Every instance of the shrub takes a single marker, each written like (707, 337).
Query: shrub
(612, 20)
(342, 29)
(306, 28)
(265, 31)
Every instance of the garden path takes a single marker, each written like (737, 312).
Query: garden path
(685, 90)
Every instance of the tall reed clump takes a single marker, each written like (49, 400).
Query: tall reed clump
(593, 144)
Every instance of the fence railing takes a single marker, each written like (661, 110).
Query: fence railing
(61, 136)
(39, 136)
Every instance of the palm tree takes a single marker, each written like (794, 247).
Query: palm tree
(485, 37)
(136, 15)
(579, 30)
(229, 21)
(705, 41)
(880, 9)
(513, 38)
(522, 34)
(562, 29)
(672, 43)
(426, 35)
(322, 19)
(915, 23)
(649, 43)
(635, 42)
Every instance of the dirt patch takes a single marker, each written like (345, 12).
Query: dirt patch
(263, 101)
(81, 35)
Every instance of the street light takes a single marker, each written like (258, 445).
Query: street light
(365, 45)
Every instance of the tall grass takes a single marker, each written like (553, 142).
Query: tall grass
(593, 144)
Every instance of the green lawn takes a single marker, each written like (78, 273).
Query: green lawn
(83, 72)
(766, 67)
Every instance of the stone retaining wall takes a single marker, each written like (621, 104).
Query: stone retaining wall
****
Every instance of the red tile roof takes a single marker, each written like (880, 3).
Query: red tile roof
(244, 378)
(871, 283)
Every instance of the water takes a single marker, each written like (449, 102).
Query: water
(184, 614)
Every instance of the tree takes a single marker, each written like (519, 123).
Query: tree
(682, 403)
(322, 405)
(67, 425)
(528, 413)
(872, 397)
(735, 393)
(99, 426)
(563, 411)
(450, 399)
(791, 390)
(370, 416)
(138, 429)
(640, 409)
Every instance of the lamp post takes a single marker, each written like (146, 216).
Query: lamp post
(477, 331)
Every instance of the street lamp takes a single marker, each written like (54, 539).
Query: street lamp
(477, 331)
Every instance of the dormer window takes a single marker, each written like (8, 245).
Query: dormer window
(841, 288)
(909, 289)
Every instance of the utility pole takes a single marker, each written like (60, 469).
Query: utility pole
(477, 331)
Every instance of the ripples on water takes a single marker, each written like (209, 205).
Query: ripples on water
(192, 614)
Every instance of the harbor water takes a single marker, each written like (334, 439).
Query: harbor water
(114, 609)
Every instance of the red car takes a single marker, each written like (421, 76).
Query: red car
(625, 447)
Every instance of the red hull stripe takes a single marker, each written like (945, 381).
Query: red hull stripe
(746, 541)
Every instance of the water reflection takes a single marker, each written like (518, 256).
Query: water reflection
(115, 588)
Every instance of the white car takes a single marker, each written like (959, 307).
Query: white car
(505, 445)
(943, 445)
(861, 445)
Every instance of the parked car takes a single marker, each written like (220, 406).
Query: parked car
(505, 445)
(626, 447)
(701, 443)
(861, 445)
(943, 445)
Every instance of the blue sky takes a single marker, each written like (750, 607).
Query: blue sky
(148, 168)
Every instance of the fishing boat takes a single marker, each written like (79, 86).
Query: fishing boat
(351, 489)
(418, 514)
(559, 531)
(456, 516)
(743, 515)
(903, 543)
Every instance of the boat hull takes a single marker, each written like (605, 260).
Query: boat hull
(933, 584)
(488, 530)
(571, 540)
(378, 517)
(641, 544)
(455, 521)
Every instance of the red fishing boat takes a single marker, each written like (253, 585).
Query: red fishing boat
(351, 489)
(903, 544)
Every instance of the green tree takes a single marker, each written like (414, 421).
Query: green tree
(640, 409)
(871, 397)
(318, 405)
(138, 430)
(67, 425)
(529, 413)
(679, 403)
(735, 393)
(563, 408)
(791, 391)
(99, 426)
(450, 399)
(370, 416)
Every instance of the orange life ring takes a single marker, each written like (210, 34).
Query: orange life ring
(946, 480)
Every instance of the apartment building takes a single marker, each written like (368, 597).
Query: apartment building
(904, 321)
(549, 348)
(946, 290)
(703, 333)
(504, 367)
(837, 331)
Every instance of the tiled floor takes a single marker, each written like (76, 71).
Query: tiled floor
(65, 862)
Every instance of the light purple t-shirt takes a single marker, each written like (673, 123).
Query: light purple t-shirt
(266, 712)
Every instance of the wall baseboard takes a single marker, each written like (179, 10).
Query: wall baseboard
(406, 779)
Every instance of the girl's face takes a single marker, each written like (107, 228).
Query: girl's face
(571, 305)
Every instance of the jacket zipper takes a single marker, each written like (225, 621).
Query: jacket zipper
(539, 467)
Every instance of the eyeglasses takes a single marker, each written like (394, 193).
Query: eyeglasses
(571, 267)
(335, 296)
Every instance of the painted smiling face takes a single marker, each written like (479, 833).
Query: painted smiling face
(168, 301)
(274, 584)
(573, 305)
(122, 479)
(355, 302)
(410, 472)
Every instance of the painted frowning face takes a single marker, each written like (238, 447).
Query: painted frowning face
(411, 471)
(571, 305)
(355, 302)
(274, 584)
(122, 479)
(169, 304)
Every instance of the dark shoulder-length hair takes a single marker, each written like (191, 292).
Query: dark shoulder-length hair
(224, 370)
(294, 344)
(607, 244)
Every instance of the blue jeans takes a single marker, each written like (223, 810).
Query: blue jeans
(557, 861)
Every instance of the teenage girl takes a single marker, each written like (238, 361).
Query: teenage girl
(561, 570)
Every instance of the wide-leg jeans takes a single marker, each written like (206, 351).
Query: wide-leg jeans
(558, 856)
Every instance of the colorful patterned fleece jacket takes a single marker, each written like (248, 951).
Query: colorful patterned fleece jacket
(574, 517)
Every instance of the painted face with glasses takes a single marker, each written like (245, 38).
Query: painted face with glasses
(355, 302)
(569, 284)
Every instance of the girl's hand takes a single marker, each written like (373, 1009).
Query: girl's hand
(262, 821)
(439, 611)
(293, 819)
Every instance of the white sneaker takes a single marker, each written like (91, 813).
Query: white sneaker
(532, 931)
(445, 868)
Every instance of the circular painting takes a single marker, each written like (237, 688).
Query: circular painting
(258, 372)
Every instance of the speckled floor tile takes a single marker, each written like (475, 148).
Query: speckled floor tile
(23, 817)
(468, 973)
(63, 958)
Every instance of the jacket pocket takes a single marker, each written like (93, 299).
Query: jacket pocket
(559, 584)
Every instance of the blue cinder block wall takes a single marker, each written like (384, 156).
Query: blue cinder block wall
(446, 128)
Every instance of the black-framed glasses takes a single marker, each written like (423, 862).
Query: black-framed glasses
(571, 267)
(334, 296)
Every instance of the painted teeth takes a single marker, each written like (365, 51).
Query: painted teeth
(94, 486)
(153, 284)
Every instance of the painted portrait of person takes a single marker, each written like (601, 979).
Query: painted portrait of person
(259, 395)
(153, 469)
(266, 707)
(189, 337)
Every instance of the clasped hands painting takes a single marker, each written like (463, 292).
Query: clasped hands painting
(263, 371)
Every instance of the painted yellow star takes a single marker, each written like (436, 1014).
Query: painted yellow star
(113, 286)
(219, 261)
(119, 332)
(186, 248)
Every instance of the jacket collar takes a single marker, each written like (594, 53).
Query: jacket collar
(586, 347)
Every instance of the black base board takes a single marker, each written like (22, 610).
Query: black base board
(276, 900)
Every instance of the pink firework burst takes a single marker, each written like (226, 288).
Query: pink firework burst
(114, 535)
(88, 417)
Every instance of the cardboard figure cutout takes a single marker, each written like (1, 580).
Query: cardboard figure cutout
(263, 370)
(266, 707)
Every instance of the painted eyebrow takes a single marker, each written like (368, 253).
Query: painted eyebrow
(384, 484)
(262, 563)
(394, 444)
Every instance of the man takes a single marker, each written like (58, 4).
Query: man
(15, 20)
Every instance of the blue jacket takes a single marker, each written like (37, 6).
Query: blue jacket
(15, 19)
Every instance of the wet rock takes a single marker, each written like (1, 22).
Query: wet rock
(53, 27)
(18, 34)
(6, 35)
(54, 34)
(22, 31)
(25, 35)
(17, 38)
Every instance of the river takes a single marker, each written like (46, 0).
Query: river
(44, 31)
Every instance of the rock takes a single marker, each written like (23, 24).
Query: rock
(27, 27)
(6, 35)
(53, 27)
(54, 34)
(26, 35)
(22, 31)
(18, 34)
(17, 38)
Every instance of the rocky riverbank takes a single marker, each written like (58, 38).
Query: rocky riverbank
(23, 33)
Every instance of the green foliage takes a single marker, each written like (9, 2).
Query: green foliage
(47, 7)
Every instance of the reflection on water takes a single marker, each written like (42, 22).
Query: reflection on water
****
## Task
Can you copy out the listing verbatim, everything from the line containing "Every instance of the shrub" down to the line containing "Query: stone retaining wall", with both of those lines included?

## Response to this task
Every instance of the shrub takes a single marker, each written like (707, 337).
Query: shrub
(612, 20)
(342, 29)
(306, 28)
(265, 31)
Every instance of the garden path takes a single marker, each written like (737, 312).
Query: garden path
(685, 90)
Every instance of the tall reed clump takes a single marker, each written like (49, 400).
Query: tall reed clump
(593, 144)
Every instance of the fence railing takes a single marker, each written like (661, 110).
Query: fence railing
(61, 136)
(39, 136)
Every instance of the palm tree takes a single marker, each written like (794, 247).
Query: palm tree
(485, 37)
(136, 15)
(579, 30)
(229, 21)
(705, 41)
(880, 9)
(513, 38)
(522, 34)
(562, 29)
(672, 43)
(426, 35)
(322, 19)
(915, 23)
(649, 43)
(635, 42)
Every instance of the dirt patch takes a single marker, each written like (345, 12).
Query: dirt patch
(263, 101)
(81, 35)
Every instance of the street light takes a single marker, each written like (258, 445).
Query: street light
(365, 45)
Every instance of the tall grass takes a single marker, each written like (553, 142).
Query: tall grass
(593, 144)
Every instance of the green lawn takes a single marker, each written like (78, 273).
Query: green lawn
(83, 72)
(766, 67)
Every instance of the stone retaining wall takes a single marker, each written like (621, 104).
Query: stone retaining wall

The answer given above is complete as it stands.